[Start of Attachment]

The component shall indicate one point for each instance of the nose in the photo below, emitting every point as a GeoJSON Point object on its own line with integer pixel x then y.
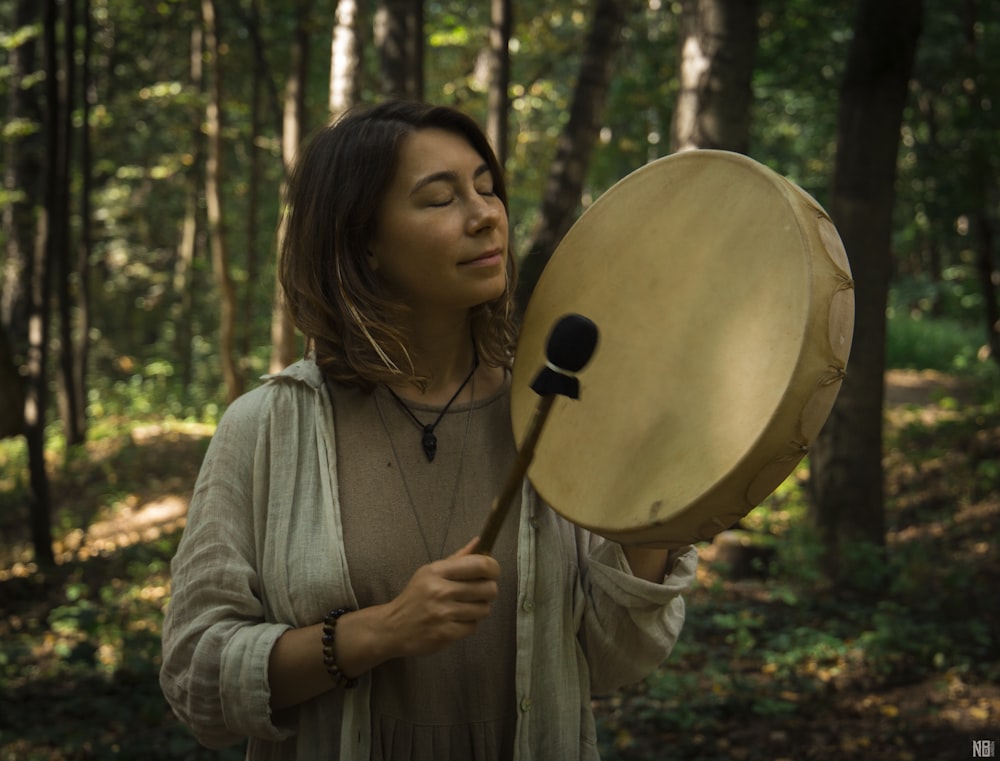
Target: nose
{"type": "Point", "coordinates": [486, 213]}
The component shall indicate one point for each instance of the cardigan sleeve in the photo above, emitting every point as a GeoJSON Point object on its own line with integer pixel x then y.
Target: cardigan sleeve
{"type": "Point", "coordinates": [216, 644]}
{"type": "Point", "coordinates": [628, 625]}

[End of Attachment]

● Aim of the task
Set down exactly what runs from the line with "of the cardigan" to the last line of the data above, including both of those lines and no others.

● Task answer
The component shall indicate one point for each instance of the cardigan sleeve in the photo above, emitting every point as a GeoJSON Point object on its own line with integer pixel x then y.
Target: cardigan sleeve
{"type": "Point", "coordinates": [216, 644]}
{"type": "Point", "coordinates": [628, 625]}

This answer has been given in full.